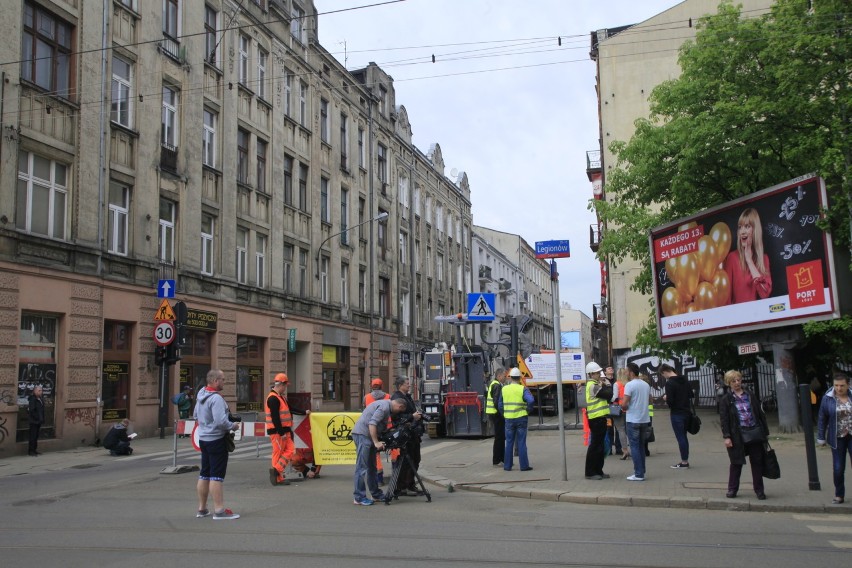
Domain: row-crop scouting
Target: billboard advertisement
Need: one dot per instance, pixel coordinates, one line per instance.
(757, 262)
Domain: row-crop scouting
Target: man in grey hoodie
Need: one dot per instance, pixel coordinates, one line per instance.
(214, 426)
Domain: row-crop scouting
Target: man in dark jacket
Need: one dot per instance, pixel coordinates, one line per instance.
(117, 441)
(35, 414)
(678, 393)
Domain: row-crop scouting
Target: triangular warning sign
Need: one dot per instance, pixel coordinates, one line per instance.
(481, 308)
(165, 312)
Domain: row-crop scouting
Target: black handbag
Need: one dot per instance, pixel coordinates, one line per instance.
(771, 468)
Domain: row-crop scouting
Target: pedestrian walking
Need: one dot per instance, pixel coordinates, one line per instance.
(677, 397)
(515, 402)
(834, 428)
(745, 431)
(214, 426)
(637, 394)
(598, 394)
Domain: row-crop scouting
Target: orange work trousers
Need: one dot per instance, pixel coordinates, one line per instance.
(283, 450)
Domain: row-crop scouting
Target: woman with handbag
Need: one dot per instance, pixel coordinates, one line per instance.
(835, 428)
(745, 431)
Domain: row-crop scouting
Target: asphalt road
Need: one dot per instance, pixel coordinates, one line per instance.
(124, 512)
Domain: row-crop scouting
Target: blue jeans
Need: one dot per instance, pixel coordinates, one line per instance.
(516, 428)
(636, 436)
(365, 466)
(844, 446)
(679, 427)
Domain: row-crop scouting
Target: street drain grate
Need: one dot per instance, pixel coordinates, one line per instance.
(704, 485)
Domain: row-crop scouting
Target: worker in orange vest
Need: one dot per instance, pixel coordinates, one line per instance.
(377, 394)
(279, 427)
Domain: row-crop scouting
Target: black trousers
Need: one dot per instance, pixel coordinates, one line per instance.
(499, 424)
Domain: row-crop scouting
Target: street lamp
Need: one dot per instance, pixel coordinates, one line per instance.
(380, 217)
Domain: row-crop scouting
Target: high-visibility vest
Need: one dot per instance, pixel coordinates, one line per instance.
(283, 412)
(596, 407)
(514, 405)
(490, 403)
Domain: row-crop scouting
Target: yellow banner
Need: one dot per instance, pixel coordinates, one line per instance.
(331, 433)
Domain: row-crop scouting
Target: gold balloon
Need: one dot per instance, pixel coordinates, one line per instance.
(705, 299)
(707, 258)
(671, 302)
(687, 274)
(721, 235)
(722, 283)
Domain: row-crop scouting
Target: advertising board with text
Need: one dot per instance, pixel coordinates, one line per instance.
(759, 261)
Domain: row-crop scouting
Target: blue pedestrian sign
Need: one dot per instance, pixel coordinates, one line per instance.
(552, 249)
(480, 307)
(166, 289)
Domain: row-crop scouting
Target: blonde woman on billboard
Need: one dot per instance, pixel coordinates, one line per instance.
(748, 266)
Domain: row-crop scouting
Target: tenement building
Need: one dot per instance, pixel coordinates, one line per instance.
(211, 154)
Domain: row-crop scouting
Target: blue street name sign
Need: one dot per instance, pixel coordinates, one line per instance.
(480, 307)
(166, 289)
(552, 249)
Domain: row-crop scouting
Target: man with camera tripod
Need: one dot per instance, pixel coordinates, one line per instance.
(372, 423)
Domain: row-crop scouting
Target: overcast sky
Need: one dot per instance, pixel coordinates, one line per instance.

================================

■ **TASK INSTRUCTIONS**:
Each record must be quoted in full and exactly. Do not include the pictures.

■ **SOLUTION TO THIS EXERCISE**:
Domain: row-crop scouting
Target: billboard advertisement
Need: one dot per instance, pixel coordinates, one line per instance.
(757, 262)
Domain: row-crop scouting
Target: man in grey hoodie
Need: one dot per instance, pixel coordinates, one line per instance.
(214, 426)
Domain: row-crop scouting
Target: man in dark jacket
Need: one dot per instance, pixel coordinates, one line per instance.
(117, 441)
(35, 414)
(678, 393)
Domain: row-crop scouting
Target: triangular warning sign
Need: one dot per instance, pixel coordinates, one line per instance.
(481, 308)
(165, 312)
Domain: row-crop scouting
Target: black handbag
Need: one dot per instance, pixel coordinates, one line per instance.
(771, 468)
Domain: row-crop scouting
Target: pedestrian walking
Need: one dot per instance, pixel coordinates, one line per instance.
(677, 397)
(515, 402)
(834, 428)
(745, 431)
(214, 426)
(637, 394)
(598, 394)
Domain: row-crop scouting
Target: orange work trousers
Need: one dot per instance, pixel coordinates, one line per instance.
(283, 450)
Domain: row-crop scouting
Target: woman with handbag
Need: one dot per instance, pixel coordinates, one line per instance.
(835, 428)
(745, 431)
Domain: row-crop scouting
Target: asphalt road
Need: one dot per instance, pixel coordinates, one line per instance.
(124, 512)
Domain: row-crop scouting
Target: blue jeans
Need: one dot per instance, pixel coordinates, one line per instance.
(516, 428)
(636, 436)
(365, 466)
(844, 446)
(679, 427)
Domain: row-crop scouting
Target: street drain grate
Need: one dot per instance, pixel coordinates, one line per instance.
(704, 485)
Domain: row-crop scouting
Target: worker in orange vest
Need: one dot per instance, pixel coordinates, one line per instance.
(377, 394)
(279, 427)
Domain: row-crop scouting
Target: black trousers
Need: one dot per instance, pixel coordinates, one line per instance.
(499, 424)
Domain: row-crop scouting
Target: street lamp
Need: one dot per instance, pixel coordinates, one line per instance.
(380, 217)
Domain: row-crop scouting
Target: high-visibility vest
Need: one dot per instance, pixel coordinates, one line per instance.
(283, 412)
(596, 407)
(514, 405)
(490, 403)
Domain: row-crop scouting
Target: yellow banner
Need: one dot per instance, pixel coordinates, one line per instance.
(331, 433)
Domain: row-crop scouting
Target: gold balloon
Need: one dot per instance, pixel coordinates, one line per instance.
(705, 299)
(707, 258)
(671, 302)
(687, 274)
(721, 235)
(722, 283)
Domain: row-crop scouting
Target: advertising board with text
Need: one dot per instance, pixel coordinates, one line per instance.
(759, 261)
Domain: row-crop scouting
Target: blue pedestrian sign
Need: one dot per instance, pixel coordinates, one line per instance.
(552, 249)
(480, 307)
(166, 289)
Domain: row-crop scouting
Target: blonde woman on billboard
Need: one dot per instance, pixel coordinates, one line per instance.
(748, 266)
Domain: row-crop scouting
Target: tenement building
Need: one dot per instance, pixel coordinates, one line per instance.
(211, 154)
Domain: row-crop scouting
Target: blue street name sign
Need: one dot per instance, pixel coordinates, one line per instance.
(480, 307)
(166, 289)
(552, 249)
Domain: row-crop scouting
Target: man with camera tripod
Need: one dot per instance, pixel coordinates, one line per instance.
(372, 423)
Domain: row-crop scouting
Target: overcast sky
Need: one dot per instance, pixel coordinates, one line per instance.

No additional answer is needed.